→ Required work
The answer must consist of every line in the records below that contains the string "tower".

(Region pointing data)
*** Block opens ***

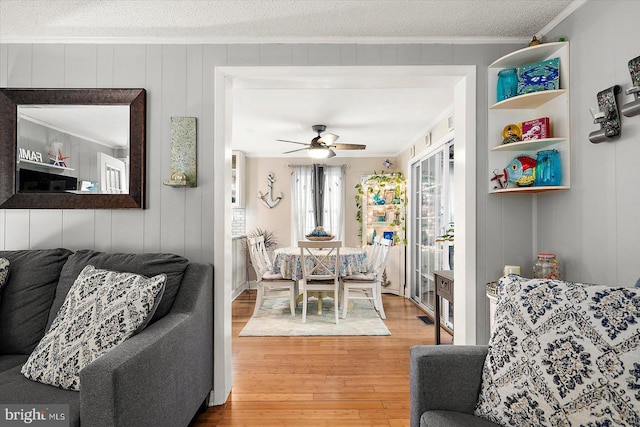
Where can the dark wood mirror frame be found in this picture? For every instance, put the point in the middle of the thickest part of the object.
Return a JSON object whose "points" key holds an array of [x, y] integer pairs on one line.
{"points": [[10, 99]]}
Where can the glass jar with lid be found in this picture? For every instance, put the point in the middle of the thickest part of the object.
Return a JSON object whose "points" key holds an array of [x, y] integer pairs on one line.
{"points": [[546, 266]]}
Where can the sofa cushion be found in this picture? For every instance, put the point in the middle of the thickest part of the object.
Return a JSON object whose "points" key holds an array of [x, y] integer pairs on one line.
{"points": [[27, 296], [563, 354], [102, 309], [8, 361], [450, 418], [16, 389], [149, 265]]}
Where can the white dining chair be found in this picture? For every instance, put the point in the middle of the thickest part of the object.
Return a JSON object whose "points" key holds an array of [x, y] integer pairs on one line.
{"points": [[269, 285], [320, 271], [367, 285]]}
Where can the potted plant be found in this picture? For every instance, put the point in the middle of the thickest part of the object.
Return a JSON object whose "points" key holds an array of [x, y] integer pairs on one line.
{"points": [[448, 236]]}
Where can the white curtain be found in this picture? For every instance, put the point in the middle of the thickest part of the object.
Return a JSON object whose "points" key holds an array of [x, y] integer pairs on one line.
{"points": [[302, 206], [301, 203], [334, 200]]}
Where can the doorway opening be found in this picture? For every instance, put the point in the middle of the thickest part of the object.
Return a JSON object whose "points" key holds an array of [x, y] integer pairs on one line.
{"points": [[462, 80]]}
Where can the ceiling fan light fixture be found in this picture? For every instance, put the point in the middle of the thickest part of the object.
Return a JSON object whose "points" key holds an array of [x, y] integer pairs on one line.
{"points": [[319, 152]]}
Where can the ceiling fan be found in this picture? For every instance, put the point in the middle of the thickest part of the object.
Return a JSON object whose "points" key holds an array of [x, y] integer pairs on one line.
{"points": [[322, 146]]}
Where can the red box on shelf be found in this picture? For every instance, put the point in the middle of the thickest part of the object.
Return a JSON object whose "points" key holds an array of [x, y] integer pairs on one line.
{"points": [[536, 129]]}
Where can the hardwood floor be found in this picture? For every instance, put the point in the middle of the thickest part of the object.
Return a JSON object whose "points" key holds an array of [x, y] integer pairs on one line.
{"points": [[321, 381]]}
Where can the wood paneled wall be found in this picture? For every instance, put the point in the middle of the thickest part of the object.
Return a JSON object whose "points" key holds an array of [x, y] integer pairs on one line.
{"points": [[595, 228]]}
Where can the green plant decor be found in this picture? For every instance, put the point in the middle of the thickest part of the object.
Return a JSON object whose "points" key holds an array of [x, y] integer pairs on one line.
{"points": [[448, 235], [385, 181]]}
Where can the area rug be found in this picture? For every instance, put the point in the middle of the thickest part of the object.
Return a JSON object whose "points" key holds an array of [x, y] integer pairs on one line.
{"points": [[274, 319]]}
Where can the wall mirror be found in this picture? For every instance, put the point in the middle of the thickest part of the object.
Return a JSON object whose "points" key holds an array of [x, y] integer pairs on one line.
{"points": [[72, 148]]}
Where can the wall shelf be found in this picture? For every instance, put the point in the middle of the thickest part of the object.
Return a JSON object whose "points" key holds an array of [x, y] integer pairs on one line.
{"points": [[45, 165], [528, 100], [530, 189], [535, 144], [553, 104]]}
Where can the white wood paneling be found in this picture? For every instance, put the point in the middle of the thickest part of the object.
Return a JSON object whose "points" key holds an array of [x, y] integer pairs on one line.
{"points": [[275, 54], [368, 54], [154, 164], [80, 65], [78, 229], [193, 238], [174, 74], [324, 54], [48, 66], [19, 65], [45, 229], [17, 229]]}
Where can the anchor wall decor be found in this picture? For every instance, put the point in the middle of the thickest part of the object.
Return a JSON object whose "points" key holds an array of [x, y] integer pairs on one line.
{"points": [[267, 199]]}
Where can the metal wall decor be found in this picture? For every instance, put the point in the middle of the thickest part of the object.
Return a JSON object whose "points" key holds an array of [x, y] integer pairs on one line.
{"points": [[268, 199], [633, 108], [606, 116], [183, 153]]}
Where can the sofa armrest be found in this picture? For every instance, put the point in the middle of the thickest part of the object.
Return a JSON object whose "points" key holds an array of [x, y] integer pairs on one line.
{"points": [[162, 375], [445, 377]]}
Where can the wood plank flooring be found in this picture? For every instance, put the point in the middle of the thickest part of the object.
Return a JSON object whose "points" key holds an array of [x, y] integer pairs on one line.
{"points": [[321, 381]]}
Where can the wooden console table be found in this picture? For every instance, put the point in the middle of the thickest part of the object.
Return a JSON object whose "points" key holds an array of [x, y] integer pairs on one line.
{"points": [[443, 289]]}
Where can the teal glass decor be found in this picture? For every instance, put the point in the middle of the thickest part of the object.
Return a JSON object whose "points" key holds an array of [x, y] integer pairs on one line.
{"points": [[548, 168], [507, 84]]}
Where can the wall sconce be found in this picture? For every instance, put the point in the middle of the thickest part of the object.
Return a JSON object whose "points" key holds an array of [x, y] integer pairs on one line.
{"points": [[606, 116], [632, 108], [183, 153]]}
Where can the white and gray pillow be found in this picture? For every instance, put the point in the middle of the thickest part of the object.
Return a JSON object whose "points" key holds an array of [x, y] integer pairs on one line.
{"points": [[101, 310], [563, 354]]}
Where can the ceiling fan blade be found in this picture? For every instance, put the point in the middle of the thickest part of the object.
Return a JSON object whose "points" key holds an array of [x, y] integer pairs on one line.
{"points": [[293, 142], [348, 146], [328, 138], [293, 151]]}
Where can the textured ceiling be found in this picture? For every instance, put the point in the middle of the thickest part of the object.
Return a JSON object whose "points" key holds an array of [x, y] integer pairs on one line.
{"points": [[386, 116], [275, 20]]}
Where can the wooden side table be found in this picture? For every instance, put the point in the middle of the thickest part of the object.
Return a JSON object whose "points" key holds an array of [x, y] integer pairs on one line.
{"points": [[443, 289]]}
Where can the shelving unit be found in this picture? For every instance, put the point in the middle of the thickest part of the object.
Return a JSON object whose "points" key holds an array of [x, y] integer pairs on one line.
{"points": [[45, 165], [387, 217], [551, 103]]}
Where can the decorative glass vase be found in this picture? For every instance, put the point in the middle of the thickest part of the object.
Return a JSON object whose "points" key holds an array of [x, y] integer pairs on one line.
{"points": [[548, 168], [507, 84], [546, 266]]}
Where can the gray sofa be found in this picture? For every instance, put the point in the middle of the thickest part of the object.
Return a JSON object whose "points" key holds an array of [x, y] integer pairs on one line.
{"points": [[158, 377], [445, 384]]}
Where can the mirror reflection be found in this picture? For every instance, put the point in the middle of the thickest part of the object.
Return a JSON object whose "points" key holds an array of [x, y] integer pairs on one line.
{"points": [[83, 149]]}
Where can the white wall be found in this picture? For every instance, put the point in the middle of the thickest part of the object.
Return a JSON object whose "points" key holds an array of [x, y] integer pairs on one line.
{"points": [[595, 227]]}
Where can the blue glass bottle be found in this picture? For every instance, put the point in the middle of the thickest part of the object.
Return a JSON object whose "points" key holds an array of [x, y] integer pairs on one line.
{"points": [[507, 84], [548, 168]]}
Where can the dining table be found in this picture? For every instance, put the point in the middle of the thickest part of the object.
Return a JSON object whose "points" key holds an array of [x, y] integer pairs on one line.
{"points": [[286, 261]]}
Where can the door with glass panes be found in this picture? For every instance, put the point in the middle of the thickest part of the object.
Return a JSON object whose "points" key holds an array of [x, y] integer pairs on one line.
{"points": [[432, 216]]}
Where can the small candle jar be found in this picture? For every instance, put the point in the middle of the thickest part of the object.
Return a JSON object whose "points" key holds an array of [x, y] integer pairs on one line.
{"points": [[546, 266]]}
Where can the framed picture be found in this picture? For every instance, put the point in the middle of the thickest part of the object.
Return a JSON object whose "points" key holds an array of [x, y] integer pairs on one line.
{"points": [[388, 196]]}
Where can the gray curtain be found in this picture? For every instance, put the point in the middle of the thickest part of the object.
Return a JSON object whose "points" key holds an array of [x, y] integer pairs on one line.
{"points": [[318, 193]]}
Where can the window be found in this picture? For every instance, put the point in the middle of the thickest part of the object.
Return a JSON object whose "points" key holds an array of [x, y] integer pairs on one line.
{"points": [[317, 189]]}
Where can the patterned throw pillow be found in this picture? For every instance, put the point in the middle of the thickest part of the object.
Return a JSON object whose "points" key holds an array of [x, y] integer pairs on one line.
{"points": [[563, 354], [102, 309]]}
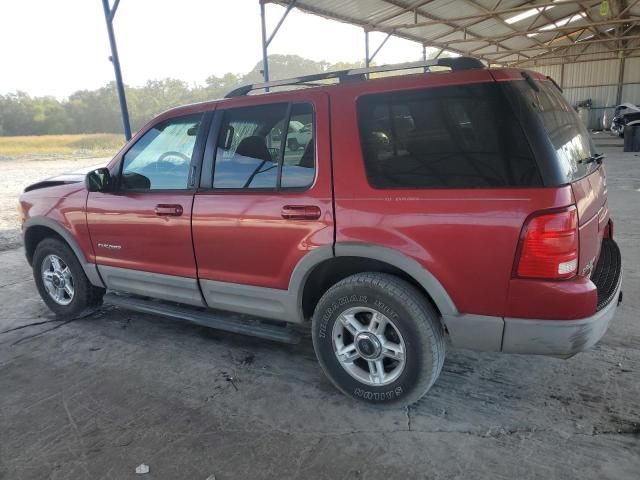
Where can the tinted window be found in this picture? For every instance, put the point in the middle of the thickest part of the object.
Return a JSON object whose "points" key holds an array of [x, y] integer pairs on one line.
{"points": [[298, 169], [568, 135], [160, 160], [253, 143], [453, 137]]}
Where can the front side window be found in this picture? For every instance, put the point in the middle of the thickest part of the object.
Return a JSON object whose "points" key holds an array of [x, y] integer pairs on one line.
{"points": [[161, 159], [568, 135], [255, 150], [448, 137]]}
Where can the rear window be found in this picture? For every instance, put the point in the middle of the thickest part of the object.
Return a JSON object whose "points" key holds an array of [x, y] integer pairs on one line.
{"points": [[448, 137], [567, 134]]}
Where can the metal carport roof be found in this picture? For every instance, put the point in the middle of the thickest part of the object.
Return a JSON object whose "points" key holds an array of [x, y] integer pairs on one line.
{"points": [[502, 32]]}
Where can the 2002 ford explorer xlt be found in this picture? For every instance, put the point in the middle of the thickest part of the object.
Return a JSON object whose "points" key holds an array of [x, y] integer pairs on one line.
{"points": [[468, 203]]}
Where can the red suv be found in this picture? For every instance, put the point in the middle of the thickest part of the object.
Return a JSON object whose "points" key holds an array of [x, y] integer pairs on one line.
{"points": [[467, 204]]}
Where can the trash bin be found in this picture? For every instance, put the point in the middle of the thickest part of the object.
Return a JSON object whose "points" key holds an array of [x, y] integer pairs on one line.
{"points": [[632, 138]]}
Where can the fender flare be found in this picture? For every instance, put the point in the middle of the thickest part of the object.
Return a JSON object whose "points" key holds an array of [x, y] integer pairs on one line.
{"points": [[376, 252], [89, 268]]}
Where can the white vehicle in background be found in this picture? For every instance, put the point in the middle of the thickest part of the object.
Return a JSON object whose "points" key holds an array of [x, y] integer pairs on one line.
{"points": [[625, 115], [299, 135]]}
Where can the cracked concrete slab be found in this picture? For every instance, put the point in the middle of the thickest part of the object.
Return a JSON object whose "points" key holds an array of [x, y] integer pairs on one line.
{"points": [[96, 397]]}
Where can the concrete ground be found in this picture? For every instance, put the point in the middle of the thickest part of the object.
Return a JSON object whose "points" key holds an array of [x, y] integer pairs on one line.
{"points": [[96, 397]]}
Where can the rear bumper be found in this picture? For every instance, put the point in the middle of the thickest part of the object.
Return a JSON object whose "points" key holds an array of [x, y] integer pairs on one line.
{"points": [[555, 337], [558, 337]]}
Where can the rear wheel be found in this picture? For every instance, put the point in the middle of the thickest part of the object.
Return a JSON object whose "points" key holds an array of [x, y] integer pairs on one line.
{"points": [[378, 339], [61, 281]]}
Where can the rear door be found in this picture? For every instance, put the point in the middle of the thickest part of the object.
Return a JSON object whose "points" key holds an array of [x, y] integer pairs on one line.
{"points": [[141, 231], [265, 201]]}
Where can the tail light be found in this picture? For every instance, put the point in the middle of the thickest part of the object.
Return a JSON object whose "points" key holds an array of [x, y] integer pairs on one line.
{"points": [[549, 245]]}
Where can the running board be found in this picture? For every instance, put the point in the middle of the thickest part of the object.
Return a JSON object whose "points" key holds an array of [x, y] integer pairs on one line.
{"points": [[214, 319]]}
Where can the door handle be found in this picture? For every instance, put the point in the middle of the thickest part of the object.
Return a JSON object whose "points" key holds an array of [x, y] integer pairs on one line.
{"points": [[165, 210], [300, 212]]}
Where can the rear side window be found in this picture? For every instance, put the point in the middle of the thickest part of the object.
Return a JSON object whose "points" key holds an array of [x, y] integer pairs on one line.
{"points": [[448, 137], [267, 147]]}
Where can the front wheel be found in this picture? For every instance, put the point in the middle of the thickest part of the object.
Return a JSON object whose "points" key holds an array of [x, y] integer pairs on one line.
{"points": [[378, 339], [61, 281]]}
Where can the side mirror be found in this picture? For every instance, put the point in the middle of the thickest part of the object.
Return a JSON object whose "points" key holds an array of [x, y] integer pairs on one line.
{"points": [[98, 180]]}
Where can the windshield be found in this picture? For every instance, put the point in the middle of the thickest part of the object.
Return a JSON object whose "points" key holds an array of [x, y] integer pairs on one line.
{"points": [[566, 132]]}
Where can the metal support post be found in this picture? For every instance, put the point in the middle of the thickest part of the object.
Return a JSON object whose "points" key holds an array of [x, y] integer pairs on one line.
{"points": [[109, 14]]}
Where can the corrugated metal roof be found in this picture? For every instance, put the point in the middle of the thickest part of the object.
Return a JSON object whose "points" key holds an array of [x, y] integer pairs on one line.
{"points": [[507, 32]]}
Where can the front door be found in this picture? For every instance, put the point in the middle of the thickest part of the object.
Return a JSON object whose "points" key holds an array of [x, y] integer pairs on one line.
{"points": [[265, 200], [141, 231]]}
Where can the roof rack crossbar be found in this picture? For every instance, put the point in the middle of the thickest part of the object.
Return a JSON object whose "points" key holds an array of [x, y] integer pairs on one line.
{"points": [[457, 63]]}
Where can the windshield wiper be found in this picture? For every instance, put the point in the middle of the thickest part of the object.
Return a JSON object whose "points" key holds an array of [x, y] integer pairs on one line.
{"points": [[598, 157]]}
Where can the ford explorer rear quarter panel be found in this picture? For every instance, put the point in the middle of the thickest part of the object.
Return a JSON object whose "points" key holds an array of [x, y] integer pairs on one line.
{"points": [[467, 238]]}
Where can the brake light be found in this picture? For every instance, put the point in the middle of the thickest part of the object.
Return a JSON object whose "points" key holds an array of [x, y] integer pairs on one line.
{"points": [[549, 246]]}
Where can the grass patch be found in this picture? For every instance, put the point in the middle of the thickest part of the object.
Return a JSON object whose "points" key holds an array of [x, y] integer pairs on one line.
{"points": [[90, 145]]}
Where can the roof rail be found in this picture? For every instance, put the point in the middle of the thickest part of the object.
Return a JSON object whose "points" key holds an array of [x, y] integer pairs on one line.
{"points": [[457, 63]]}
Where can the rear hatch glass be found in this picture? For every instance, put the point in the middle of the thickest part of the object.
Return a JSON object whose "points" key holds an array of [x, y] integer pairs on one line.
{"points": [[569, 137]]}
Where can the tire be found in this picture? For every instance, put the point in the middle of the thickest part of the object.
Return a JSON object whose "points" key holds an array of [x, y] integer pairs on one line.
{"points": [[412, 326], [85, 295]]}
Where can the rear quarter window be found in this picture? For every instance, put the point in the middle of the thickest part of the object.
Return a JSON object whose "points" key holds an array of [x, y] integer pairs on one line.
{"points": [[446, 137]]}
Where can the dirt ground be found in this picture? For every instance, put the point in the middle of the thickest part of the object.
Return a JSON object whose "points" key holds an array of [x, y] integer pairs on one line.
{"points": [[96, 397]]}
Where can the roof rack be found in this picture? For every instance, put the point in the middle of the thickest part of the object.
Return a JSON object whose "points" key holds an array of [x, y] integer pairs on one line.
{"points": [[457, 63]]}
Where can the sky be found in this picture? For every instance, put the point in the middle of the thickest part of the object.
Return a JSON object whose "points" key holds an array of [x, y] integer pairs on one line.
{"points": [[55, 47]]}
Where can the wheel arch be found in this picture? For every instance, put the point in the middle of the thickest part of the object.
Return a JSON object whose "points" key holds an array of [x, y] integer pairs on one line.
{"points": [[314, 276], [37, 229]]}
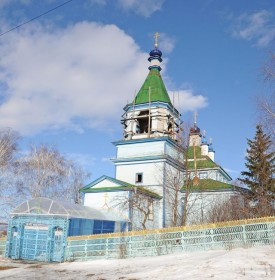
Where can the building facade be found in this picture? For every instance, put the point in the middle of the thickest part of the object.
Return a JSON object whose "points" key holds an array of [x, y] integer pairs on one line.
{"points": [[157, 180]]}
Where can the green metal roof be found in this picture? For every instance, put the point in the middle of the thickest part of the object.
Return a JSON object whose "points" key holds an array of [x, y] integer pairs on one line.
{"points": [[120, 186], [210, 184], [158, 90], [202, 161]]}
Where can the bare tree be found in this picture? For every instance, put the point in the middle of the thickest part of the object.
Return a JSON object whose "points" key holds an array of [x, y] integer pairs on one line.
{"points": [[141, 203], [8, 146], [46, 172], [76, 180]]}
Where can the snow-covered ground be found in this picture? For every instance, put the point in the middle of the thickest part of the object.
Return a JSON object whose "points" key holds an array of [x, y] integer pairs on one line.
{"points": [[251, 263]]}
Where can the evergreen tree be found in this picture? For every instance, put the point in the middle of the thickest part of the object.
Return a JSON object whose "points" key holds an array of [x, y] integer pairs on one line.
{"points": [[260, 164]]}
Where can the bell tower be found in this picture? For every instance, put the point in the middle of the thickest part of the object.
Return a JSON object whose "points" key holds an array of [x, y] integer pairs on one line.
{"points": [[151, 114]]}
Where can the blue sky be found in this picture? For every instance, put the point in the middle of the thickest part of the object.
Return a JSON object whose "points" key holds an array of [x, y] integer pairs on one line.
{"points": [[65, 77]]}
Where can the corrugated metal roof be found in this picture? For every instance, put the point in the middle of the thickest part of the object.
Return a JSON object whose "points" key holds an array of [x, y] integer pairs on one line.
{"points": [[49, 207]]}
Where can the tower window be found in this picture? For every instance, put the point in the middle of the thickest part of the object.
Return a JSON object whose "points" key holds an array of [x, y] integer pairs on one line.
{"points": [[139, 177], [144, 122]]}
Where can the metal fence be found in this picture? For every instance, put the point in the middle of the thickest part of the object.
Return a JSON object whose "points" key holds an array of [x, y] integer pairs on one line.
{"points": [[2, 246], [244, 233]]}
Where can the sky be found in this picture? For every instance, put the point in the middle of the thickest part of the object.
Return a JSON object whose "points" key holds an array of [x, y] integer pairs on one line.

*** Block closes ***

→ Answer to this problem
Where can the bell tower be found in this picture? For every instance, put the point in the middle of the thickest part of the object.
Where can the tower window be found in this picture? For every instance, put the point in the middle of the thickest part of the object.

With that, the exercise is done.